Text under study ->
▬▬▬▬▬▬▬▬▬▬

In this study, we uncovered the different fALFF trends over an entire lifespan in MDD and HC groups based on GLM. The mechanisms of different fALFF modes during the development, maturity, and aging process were explored using two-sample t-tests and subsequent GCA. Concretely, the results obtained from the one-sample t-test showed that fALFF values in the left MSFG, right precuneus, PCC, MCC, left ACC, and SMA varied over the lifespan of patients in the MDD group, and was similar to those of the HC group. Furthermore, the regions detected both in the MDD and the HC groups were selected as ROIs. GLM was applied to model the fALFF with age or age2 as predictors, along with sex. However, the fALFF showed no significant age effects in the MDD group. The fALFF values in the right precuneus, left PCC, MCC, left AG, and right SMG followed positive quadratic trajectories over the age range. The two-sample t-test revealed discrepant inter-group effects at different age stages, which may account for the abnormal lifespan brain trajectories of the MDD group. Equally, GCA analysis indicated an altered connectivity mode in MDD patients relative to HC at different ages of onset.

Brain regions over a lifespan

For HC, the four age groups (adolescent, young adults, middle-aged adults, and old adults) showed consistent fALFF changes in the right MSFG, precuneus, left cuneus, left PCC, left MCC, AG, right SMG, and left IPG (). These regions were mostly involved in a default mode network (DMN) whose activity increases in the absence of a task and is altered by development, aging, or cognitive impairment (26). The activation and graphical network metrics in these regions have been shown to be age-related over the lifespan of healthy people (27,28). For MDD patients, the left MSFG, right precuneus, PCC, MCC, left ACC, and SMG exhibited consistent fALFF changes (). The brain regions were predominantly located in the DMN, which was the neural basis for the self-reference processing of depression. Improved activation or resting-state functional connectivity within the DMN were widely observed after improving depression symptoms by drug or cognitive therapy (29). In addition, the observed regional changes were similar to those in the HC group. This suggests that the correlation between fALFF and age may be detected in these regions over a patient’s lifespan.

▬▬▬▬▬▬▬▬▬▬

Provided material ->
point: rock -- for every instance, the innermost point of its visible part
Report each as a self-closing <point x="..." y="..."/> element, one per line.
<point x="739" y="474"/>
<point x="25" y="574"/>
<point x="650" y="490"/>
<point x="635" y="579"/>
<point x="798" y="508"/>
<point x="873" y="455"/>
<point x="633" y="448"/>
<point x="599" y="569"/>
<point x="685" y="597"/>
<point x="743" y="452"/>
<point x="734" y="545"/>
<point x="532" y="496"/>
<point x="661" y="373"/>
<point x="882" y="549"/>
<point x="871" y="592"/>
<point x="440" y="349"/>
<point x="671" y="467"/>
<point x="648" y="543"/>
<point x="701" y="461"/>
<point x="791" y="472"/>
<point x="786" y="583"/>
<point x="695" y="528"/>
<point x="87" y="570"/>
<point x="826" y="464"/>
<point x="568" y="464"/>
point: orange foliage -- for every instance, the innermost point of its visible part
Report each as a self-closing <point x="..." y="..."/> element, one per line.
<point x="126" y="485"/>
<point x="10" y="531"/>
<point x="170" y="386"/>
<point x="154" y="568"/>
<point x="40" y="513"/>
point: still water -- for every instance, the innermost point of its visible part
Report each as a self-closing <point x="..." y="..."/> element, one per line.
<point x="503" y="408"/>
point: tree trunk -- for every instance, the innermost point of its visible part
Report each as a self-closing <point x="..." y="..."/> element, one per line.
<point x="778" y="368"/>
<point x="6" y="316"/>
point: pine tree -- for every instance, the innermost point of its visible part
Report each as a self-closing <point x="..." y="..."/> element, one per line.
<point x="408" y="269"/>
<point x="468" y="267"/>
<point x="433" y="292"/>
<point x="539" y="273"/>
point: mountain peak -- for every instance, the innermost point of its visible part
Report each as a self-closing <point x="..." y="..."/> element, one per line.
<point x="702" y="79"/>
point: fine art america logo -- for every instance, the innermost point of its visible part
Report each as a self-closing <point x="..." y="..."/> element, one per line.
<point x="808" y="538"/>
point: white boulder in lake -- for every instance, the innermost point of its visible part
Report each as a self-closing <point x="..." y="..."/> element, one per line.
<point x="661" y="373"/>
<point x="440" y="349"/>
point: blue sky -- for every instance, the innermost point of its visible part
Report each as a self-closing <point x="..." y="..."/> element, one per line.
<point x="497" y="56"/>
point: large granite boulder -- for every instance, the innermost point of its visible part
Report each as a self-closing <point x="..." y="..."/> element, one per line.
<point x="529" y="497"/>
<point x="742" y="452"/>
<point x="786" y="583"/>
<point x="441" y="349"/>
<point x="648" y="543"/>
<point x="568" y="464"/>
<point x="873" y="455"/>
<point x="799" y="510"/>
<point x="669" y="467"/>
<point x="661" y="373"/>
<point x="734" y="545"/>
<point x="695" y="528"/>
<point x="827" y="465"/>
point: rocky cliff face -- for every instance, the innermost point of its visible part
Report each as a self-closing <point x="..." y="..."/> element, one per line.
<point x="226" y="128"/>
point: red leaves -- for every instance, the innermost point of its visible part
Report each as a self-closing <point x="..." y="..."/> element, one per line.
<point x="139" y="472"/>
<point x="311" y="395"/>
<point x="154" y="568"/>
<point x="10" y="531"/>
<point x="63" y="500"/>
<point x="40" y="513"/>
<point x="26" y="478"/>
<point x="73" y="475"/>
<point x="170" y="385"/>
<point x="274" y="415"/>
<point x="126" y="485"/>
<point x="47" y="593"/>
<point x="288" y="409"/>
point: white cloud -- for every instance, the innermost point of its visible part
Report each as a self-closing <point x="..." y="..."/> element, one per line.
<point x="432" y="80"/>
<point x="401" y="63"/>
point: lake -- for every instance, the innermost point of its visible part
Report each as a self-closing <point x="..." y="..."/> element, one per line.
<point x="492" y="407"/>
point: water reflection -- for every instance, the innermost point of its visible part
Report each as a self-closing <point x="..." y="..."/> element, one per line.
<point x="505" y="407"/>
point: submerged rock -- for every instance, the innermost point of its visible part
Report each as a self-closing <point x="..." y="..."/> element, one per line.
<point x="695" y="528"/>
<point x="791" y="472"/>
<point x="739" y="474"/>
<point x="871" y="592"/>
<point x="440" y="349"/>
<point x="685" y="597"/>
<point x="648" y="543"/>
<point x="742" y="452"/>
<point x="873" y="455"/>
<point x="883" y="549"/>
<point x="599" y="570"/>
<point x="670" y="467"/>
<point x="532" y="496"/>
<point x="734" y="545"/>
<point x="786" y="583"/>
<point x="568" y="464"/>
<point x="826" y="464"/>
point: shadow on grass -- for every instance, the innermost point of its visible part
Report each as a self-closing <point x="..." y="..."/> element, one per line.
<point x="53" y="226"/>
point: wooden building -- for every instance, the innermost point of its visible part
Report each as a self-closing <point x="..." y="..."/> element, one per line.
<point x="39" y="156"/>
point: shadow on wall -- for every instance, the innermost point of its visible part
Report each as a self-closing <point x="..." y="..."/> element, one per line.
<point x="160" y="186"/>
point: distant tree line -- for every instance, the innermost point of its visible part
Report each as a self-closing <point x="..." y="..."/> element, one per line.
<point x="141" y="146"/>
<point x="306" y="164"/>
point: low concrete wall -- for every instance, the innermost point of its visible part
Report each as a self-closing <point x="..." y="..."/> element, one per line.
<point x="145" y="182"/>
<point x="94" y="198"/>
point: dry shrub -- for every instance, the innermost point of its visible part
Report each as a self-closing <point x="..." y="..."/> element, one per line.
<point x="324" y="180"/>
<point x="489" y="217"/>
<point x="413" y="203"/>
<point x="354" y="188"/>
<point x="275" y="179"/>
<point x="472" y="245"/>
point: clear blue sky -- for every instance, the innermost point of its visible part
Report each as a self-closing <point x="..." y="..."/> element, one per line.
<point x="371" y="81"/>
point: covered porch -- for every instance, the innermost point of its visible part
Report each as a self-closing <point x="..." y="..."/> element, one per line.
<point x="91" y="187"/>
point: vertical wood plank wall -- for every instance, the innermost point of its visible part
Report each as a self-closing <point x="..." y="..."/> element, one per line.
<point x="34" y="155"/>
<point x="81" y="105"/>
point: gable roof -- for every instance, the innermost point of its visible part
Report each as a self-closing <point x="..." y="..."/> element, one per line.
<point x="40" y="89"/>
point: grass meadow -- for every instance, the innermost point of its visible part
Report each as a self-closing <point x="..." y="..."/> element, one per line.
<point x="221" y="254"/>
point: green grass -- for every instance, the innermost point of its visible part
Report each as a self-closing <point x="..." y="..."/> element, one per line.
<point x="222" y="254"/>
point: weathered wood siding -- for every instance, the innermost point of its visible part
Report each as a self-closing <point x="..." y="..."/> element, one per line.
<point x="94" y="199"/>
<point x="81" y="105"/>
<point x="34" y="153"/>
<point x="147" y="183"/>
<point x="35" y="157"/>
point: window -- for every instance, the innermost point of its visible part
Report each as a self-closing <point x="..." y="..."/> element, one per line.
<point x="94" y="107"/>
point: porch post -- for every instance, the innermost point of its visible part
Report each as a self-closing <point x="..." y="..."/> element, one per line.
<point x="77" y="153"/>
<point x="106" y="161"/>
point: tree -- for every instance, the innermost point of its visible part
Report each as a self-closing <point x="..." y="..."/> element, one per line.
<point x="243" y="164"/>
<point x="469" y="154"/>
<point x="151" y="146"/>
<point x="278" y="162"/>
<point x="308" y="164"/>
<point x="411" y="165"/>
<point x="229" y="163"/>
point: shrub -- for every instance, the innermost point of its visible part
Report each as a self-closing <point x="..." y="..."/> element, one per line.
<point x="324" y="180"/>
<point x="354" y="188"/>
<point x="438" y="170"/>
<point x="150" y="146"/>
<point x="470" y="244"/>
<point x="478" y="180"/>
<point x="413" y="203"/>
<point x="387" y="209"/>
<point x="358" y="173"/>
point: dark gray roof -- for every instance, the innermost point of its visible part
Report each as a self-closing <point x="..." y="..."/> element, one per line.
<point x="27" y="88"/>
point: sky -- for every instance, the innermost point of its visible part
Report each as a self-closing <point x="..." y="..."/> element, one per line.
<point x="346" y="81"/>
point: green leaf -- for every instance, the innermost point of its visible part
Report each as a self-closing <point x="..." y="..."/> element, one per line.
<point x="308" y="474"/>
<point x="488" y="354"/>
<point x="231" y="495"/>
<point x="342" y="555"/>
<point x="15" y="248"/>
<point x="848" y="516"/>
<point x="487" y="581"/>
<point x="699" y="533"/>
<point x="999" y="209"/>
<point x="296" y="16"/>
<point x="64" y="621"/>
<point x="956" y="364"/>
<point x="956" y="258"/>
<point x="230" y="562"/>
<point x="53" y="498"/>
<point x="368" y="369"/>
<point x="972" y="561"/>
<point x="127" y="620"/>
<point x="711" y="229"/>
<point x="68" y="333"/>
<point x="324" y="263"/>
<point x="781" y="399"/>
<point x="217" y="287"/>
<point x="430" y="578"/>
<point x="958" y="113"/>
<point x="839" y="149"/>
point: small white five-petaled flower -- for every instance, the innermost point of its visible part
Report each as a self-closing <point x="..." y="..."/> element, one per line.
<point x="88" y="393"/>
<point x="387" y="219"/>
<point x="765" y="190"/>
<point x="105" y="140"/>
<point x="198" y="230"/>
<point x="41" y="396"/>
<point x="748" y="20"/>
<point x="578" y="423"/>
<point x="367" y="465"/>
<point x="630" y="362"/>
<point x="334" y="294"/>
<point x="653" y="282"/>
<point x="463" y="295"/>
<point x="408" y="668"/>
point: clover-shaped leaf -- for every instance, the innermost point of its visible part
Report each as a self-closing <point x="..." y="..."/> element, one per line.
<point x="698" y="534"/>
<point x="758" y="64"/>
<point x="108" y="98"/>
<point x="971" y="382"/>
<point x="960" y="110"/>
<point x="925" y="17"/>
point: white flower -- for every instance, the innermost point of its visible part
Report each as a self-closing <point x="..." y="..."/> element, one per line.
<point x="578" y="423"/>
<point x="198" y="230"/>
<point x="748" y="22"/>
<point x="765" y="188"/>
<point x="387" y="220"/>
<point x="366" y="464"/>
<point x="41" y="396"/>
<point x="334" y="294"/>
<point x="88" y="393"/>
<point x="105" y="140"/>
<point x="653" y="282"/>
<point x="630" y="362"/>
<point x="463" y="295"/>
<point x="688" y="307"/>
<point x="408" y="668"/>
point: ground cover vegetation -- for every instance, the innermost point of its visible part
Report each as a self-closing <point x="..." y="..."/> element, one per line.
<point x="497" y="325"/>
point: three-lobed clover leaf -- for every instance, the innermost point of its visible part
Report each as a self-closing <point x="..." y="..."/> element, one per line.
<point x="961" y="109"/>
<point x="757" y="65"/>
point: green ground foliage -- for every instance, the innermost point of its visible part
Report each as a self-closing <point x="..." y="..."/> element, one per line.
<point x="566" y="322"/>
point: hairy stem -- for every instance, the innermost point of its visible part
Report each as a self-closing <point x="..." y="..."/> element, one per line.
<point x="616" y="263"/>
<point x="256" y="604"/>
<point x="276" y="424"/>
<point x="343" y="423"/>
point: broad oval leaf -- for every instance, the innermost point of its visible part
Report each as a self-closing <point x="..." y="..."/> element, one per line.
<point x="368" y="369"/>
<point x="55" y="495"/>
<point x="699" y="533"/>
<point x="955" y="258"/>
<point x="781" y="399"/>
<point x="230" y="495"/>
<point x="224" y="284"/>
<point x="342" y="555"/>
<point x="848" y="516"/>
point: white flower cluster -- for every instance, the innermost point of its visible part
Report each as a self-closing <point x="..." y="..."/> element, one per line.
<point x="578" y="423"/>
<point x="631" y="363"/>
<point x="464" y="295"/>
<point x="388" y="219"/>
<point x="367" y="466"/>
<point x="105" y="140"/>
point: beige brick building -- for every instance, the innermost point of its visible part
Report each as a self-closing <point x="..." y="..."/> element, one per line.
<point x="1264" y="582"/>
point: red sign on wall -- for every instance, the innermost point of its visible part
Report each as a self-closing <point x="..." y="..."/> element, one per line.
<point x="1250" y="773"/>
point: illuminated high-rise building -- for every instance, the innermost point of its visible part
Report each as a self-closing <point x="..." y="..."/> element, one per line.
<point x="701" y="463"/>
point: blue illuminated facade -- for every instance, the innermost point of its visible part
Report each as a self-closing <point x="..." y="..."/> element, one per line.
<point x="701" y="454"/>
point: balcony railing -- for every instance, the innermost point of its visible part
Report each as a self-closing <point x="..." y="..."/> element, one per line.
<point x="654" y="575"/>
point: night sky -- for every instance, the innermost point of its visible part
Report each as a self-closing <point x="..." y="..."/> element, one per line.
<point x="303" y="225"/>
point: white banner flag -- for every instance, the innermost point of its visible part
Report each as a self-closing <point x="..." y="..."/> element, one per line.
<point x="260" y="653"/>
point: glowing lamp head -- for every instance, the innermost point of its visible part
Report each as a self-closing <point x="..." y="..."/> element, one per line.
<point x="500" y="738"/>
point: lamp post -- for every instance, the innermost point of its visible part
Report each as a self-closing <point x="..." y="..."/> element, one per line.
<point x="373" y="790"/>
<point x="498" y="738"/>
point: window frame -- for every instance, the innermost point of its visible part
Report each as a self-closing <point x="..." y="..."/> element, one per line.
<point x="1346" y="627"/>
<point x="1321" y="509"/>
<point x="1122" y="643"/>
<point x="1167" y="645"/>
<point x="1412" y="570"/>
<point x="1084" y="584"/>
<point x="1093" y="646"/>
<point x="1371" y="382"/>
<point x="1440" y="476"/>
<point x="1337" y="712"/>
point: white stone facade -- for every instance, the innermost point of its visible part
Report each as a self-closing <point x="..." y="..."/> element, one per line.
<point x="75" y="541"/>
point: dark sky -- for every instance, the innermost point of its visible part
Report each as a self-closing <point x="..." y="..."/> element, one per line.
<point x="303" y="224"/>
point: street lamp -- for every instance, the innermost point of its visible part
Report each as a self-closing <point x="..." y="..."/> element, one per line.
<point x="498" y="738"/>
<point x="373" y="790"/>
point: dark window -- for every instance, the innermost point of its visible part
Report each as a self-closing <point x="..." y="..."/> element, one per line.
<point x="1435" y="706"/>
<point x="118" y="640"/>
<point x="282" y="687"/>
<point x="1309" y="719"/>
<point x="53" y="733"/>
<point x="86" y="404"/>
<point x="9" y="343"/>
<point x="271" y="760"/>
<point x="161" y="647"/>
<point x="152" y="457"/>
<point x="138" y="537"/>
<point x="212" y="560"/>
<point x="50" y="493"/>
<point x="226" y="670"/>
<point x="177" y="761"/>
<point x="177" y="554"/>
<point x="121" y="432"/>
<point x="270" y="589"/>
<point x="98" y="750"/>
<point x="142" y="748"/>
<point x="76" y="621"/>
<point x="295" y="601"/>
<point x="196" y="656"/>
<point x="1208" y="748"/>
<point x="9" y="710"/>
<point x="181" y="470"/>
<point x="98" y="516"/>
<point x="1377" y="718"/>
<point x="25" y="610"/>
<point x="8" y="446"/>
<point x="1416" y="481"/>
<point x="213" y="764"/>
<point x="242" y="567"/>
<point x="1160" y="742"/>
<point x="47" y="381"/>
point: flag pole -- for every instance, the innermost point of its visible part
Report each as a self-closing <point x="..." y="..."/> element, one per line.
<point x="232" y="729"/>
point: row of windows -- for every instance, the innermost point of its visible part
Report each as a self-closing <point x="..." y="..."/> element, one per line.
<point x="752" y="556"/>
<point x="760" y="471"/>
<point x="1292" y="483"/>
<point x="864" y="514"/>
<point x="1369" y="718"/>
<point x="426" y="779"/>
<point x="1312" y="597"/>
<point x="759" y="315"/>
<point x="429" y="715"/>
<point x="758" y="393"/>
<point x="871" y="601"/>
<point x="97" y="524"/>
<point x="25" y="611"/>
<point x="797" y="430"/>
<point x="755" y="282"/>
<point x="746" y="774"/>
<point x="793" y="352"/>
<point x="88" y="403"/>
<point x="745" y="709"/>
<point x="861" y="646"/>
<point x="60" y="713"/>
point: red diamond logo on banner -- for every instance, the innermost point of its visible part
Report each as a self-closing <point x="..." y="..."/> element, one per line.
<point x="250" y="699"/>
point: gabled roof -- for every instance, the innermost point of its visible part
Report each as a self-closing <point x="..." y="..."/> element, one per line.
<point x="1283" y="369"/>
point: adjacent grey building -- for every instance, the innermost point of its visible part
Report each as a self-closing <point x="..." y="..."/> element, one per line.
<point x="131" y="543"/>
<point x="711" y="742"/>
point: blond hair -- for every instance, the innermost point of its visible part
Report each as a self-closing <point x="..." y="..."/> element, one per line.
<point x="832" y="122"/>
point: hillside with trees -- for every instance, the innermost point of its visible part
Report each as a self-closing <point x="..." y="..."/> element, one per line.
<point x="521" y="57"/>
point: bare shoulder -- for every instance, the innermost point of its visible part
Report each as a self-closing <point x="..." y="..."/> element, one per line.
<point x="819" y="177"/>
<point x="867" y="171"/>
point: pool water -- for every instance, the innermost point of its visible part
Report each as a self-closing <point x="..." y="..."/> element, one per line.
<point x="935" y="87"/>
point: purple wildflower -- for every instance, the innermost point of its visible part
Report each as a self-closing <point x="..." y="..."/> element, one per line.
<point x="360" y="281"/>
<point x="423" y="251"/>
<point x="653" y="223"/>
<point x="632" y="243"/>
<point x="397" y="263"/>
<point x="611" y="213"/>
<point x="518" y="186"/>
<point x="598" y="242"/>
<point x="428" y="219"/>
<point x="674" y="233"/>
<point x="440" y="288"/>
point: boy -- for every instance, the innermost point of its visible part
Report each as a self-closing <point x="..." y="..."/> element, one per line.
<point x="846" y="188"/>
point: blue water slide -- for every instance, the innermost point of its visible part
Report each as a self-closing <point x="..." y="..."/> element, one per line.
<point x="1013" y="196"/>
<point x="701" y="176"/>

▬▬▬▬▬▬▬▬▬▬

What is expected ->
Answer these about the fALFF lifespan text above:
(a) Into which four age groups were the HC participants divided?
(b) Which network were the HC regions with consistent fALFF changes mostly involved in, and under what condition does its activity increase?
(c) Which analysis indicated an altered connectivity mode in MDD patients relative to HC?

Written solution ->
(a) Adolescent, young adults, middle-aged adults, and old adults.
(b) The default mode network (DMN), whose activity increases in the absence of a task.
(c) GCA.